[Objective]: Please copy out only the part of the records that opens with the line containing "Outline every instance of the glass of" and closes with the line containing "[[[177,63],[136,62],[122,70],[133,165],[173,168],[177,162]]]", replacing "milky coffee" with "iced coffee" and leaving everything else unchanged.

[Recorded information]:
------------------------------------------------
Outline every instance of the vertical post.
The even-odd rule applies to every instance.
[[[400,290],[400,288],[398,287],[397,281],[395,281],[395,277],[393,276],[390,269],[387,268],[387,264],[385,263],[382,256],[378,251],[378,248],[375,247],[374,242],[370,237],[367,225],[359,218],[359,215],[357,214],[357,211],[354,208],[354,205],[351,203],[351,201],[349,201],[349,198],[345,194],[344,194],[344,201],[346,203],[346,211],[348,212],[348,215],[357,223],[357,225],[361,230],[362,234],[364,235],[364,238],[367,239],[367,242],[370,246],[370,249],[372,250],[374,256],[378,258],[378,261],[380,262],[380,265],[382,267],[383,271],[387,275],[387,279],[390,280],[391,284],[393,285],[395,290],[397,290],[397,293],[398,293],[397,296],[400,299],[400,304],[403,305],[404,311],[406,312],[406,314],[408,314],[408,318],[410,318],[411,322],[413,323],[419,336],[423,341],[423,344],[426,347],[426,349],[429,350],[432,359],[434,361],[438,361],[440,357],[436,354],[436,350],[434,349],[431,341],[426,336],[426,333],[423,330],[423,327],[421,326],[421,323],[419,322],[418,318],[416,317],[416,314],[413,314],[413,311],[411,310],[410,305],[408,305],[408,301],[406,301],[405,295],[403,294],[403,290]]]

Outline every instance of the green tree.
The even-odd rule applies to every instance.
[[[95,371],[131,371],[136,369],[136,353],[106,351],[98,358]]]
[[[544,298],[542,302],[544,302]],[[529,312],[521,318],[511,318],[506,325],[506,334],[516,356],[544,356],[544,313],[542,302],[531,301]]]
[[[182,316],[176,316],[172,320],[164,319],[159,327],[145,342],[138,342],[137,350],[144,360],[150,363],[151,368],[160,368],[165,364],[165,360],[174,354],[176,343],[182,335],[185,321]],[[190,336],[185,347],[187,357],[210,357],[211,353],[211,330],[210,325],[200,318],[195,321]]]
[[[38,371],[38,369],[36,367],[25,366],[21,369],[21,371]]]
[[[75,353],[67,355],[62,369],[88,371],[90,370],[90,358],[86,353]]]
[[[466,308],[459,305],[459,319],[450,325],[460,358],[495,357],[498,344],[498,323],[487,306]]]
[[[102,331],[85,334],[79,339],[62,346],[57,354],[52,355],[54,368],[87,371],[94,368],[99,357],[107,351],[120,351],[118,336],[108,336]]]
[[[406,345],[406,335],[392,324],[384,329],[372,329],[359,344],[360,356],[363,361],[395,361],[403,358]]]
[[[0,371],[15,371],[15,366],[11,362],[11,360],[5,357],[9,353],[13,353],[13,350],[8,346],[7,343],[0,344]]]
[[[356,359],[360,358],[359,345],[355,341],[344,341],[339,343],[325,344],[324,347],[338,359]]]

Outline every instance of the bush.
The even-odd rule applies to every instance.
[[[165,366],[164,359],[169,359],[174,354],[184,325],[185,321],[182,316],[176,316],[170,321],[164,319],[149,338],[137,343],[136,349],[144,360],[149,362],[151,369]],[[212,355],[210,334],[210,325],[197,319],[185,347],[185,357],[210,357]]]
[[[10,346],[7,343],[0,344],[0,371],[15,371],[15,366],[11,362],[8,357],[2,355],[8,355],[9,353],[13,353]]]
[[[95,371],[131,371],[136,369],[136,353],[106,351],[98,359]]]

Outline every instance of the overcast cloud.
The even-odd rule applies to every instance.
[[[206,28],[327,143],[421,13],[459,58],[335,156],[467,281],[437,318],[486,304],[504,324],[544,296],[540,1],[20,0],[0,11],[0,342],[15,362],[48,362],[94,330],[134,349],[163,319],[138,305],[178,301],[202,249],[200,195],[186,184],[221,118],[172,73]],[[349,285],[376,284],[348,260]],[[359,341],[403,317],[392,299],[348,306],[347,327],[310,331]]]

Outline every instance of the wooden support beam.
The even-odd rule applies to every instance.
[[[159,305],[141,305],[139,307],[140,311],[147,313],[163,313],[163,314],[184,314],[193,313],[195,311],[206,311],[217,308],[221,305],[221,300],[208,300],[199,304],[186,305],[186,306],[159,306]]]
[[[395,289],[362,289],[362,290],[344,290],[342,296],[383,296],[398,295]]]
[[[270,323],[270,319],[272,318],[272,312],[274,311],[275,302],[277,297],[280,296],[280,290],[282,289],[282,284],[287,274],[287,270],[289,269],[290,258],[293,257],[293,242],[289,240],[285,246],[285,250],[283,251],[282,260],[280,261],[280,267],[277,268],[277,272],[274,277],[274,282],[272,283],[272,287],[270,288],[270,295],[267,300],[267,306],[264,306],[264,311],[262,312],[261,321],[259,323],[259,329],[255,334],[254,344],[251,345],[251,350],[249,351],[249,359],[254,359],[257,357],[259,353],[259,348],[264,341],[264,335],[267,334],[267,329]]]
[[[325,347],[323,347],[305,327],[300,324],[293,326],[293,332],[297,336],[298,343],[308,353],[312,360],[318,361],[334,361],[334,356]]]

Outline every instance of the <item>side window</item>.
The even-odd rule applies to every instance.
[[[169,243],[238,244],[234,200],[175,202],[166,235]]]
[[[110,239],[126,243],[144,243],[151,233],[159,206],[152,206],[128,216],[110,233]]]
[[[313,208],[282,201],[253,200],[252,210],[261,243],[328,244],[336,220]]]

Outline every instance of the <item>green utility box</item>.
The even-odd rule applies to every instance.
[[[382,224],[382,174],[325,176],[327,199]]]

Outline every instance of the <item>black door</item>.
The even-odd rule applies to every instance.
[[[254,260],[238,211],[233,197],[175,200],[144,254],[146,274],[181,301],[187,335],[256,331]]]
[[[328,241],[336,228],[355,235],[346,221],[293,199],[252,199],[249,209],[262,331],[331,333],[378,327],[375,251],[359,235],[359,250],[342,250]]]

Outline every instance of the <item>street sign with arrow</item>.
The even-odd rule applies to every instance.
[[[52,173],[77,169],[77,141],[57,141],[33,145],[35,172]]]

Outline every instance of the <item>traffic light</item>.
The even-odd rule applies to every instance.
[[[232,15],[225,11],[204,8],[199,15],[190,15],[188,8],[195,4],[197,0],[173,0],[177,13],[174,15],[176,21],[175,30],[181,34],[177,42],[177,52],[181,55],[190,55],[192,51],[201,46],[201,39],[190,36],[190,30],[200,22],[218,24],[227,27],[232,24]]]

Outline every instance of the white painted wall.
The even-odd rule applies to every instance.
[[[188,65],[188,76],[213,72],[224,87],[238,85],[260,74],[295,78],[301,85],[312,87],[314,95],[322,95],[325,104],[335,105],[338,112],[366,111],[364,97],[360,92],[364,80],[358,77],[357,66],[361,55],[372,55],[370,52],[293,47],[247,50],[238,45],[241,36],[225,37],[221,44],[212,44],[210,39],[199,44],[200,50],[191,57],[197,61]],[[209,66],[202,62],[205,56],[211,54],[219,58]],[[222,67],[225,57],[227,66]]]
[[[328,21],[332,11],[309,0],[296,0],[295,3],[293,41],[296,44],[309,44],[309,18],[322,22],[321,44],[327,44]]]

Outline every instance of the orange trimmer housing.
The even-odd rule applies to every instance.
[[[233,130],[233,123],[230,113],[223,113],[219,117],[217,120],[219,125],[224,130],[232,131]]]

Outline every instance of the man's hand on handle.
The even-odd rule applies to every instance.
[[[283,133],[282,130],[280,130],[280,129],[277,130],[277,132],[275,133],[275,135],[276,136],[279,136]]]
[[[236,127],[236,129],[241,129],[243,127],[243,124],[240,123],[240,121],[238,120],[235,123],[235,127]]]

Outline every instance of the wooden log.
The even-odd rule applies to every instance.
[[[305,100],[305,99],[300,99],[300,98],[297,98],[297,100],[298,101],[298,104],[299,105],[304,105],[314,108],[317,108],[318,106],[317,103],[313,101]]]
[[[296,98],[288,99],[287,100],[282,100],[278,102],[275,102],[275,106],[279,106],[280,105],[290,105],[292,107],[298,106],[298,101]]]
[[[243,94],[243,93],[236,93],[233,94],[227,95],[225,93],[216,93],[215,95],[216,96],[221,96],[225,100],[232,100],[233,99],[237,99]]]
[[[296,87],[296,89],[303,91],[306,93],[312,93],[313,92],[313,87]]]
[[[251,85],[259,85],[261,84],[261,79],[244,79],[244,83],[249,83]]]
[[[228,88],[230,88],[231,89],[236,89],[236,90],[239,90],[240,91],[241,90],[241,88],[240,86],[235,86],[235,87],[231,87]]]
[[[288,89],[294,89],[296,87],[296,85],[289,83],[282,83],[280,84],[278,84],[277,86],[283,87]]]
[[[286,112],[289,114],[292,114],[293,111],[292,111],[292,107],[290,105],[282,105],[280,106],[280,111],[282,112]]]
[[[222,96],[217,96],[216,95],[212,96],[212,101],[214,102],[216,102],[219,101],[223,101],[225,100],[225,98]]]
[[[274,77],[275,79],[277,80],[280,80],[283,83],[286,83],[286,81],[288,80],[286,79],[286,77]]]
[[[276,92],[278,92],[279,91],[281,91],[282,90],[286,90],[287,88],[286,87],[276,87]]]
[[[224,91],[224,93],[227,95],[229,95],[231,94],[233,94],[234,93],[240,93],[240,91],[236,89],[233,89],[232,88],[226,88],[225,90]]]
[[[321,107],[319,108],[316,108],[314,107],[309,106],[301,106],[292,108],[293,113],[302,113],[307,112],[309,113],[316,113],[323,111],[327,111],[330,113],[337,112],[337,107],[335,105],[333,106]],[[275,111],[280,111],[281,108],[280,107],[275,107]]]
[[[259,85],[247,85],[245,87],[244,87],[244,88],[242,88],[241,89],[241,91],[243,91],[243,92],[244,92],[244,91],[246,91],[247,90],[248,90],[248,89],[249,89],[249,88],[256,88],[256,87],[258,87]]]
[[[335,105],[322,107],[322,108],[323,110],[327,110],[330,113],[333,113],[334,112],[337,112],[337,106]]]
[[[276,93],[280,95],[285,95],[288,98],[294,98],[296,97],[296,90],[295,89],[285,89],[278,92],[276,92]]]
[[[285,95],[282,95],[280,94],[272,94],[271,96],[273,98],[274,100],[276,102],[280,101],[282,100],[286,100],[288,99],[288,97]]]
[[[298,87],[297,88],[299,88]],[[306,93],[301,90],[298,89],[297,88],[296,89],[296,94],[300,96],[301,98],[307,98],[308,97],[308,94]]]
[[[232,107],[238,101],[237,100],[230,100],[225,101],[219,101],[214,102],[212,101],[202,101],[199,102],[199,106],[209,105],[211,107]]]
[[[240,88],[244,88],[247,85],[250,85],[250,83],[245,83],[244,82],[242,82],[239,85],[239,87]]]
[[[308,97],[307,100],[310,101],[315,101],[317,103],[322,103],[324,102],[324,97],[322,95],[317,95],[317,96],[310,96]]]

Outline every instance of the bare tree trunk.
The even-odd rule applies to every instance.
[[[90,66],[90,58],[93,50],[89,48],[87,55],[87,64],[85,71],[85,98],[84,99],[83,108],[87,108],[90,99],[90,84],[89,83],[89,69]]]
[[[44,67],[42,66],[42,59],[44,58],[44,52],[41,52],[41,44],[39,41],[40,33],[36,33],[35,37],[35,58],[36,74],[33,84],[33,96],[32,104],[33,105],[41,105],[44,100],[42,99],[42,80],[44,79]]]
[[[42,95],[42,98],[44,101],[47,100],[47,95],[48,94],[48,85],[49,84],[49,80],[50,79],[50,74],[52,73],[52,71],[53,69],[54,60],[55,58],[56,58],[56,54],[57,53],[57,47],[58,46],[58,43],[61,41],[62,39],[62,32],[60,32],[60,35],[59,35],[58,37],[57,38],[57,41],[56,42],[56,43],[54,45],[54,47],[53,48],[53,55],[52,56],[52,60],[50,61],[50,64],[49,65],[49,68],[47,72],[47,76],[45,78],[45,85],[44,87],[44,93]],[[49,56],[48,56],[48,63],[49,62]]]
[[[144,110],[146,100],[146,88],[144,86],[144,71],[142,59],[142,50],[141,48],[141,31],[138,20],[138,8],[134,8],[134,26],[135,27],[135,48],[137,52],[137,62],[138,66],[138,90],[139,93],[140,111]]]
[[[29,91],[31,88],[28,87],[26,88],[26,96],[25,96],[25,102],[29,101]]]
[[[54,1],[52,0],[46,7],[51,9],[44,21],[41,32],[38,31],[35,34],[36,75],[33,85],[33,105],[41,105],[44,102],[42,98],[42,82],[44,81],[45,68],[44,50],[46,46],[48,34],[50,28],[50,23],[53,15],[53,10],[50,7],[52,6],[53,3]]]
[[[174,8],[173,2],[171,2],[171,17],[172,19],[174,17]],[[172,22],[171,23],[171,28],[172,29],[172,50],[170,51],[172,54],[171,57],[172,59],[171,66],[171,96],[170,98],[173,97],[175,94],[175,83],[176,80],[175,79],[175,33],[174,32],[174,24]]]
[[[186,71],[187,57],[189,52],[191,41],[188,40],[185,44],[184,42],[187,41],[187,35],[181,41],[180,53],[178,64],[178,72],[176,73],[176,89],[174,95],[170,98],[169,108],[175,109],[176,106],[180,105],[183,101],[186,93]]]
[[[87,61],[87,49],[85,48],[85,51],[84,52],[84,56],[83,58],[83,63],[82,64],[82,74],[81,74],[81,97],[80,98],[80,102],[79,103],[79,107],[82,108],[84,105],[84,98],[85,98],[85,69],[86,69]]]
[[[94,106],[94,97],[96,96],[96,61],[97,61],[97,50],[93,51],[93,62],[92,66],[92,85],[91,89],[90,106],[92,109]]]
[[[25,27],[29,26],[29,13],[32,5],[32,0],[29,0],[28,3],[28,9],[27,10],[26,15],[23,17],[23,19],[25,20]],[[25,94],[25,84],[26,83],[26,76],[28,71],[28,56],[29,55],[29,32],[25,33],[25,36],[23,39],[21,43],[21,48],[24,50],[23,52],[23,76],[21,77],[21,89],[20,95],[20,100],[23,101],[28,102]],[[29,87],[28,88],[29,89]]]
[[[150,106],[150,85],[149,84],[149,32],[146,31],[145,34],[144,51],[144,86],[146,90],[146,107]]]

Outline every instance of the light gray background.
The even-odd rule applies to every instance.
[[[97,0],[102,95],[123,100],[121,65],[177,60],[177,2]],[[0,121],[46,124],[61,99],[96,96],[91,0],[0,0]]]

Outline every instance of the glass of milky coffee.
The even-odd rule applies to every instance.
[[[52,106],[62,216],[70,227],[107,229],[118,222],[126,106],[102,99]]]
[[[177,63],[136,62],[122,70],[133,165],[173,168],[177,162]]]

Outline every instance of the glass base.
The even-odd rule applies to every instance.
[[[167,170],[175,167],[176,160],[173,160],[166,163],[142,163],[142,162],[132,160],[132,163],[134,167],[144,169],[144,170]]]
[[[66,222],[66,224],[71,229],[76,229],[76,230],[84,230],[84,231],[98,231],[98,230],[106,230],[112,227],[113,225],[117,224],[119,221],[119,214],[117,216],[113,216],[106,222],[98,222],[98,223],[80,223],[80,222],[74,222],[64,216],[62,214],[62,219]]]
------------------------------------------------
[Correct response]:
Outline every instance of the glass of iced coffee.
The even-odd rule applies to every instance.
[[[52,106],[62,216],[70,227],[107,229],[118,222],[126,106],[102,99]]]
[[[177,63],[136,62],[122,70],[133,165],[173,168],[177,162]]]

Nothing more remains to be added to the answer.